Stored entries

|---|

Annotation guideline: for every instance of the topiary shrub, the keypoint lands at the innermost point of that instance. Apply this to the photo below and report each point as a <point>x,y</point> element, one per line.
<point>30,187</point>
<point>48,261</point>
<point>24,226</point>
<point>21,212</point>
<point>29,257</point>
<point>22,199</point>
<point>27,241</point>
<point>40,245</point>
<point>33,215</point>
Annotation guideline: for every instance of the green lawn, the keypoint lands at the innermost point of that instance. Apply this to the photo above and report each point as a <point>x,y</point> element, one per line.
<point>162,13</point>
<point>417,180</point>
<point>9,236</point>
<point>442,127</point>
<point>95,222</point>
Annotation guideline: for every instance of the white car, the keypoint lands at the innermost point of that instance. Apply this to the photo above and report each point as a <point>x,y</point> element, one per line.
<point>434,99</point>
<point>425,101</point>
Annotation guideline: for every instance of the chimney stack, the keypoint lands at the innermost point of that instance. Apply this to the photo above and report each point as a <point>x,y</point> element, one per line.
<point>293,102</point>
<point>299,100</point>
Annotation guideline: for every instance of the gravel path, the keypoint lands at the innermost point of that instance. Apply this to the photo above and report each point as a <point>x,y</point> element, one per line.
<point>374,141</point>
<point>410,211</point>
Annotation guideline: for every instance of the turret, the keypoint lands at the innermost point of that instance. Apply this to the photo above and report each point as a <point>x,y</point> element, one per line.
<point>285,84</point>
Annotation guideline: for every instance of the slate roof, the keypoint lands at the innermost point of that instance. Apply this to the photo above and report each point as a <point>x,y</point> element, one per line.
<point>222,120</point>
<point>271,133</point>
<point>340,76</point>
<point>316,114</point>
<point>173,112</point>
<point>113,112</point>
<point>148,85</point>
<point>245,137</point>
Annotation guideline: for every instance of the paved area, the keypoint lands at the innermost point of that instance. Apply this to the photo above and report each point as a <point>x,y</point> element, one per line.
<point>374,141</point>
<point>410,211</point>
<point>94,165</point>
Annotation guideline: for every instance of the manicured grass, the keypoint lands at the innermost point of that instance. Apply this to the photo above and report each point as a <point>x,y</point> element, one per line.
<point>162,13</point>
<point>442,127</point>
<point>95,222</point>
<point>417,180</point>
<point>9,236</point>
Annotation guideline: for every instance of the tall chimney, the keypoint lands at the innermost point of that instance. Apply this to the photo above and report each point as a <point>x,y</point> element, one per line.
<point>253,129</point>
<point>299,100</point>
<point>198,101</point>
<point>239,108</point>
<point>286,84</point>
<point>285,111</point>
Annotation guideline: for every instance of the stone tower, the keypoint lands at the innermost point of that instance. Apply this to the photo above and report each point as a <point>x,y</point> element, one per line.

|---|

→ Task
Update the data above by replacing every occurrence of "innermost point" with "central point", and leave all other text unchanged.

→ Exercise result
Annotation guideline: for every instance of the topiary shrub, the keypoint lands at the central point of that instance. Apply this to the photo below and report each point as a <point>x,y</point> element, one per line.
<point>30,187</point>
<point>48,261</point>
<point>24,226</point>
<point>21,212</point>
<point>29,257</point>
<point>22,199</point>
<point>27,241</point>
<point>40,245</point>
<point>33,215</point>
Annotation guideline: for every instance of the green lawn, the keypoint lands at the central point of that instance. Apply this to the photo above and report each point as a <point>x,y</point> element, one per line.
<point>162,13</point>
<point>417,180</point>
<point>9,236</point>
<point>442,127</point>
<point>95,222</point>
Annotation guideline: for every instance of the white car, the keypoint lands at the central point of that instance. Apply this to the photo above and report each point as a <point>x,y</point> element, one per line.
<point>434,99</point>
<point>425,101</point>
Annotation guideline: for every instance of the chimney stack, the keypoint lands at the central point of that instance. Apply this to the photo above and report each point as a <point>x,y</point> element, one per line.
<point>293,102</point>
<point>299,100</point>
Annotation guideline: for every instance of the gravel path, the keypoint lands at the central point of that instance. Apply this to the photo above and report each point as a <point>x,y</point> element, one per line.
<point>374,141</point>
<point>410,211</point>
Annotation guideline: for every instance of the turret, the keypoint lands at the central point of that instance. Apply this to the photo above and report each point as a <point>x,y</point> element, one per line.
<point>285,84</point>
Annotation guideline: for every instance of the slate roof, the keypoint lands at the central point of that instance. Apply this to the photo above and report each point as a <point>x,y</point> element, one per line.
<point>222,120</point>
<point>271,133</point>
<point>340,76</point>
<point>316,114</point>
<point>173,112</point>
<point>113,112</point>
<point>148,85</point>
<point>245,137</point>
Annotation guideline: for every instance of the paved area, the keypoint lands at the central point of that instance. Apply this to the photo above and report each point as a <point>x,y</point> element, one per line.
<point>374,141</point>
<point>410,211</point>
<point>94,165</point>
Annotation guideline: for every instance of the manicured grass, the keypoint lands at the central point of that instance. Apply this to the photo above and report each point as a <point>x,y</point> element, one per line.
<point>162,13</point>
<point>442,127</point>
<point>95,222</point>
<point>417,180</point>
<point>9,236</point>
Annotation guideline: for every instance of the tall chimney, the keypoint lands at the central point of that instance. Apply this to the photo above and report each point as a <point>x,y</point> element, one per line.
<point>253,129</point>
<point>299,100</point>
<point>198,101</point>
<point>239,108</point>
<point>286,84</point>
<point>285,111</point>
Annotation guideline: for every instance of the stone tower, the keypoint lands at the central point of that instance. Apply this to the photo above and report each point as a <point>x,y</point> element, one per line.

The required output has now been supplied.